* Work to do
(1) Answer these questions from the text below on school marking policies, giving each answer on its own line with the matching letter.
(a) How many teachers responded to the TeacherTapp data?
(b) What percentage of teachers said 'Yes' to marking by frequency?
(c) According to the text, what three things should feedback be?
(2) Using the text below on school marking policies, state whether each statement agrees with it. Answer yes or no, and quote the deciding words.
(a) The survey asked teachers how often books are marked at their school.
(b) The text says feedback must be timely.
(c) Fewer than half of the teachers said 'Yes' to marking by frequency.
(3) Quote everything in the text below on school marking policies from "6,915 teachers said" down to "whatever it may be.".

* Document
-- start --

6,915 teachers said …

My heart sank earlier this week when I saw new data from TeacherTapp (n= 6,915) asking teachers:

  1. Does your school’s feedback/marking policy specify how often books should be marked by a teacher?
  2. How would you describe your school’s approach to marking and making written comments on pupils’ work?

47 per cent – that’s 3,250 teachers(!) – said ‘Yes’ to marking by frequency. What the survey doesn’t ask, is what that frequency is. Whether it’s once a week, once a fortnight, twice a half term or whatever it may be.

I thought this dialogue was done and dusted over 10 years ago?

Feedback should be manageable for the teacher, meaningful for the pupil and motivational for them to take action. We also know that it must be timely. Plus, don’t get me started on verbal, written, and non-verbal feedback; feed up or feed-forward!

-- end --

* Supplied material
-- start --

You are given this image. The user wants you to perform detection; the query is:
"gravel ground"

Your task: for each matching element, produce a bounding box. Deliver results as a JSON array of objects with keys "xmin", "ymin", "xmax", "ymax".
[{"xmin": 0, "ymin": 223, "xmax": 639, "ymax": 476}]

-- end --

* Answers to the exercises
(1)
(a) 6,915
(b) 47 per cent
(c) Manageable for the teacher, meaningful for the pupil, and motivational for them to take action

(2)
(a) No. "What the survey doesn’t ask, is what that frequency is."
(b) Yes. "We also know that it must be timely."
(c) Yes. "47 per cent – that’s 3,250 teachers(!) – said ‘Yes’ to marking by frequency."

(3)
6,915 teachers said …

My heart sank earlier this week when I saw new data from TeacherTapp (n= 6,915) asking teachers:

  1. Does your school’s feedback/marking policy specify how often books should be marked by a teacher?
  2. How would you describe your school’s approach to marking and making written comments on pupils’ work?

47 per cent – that’s 3,250 teachers(!) – said ‘Yes’ to marking by frequency. What the survey doesn’t ask, is what that frequency is. Whether it’s once a week, once a fortnight, twice a half term or whatever it may be.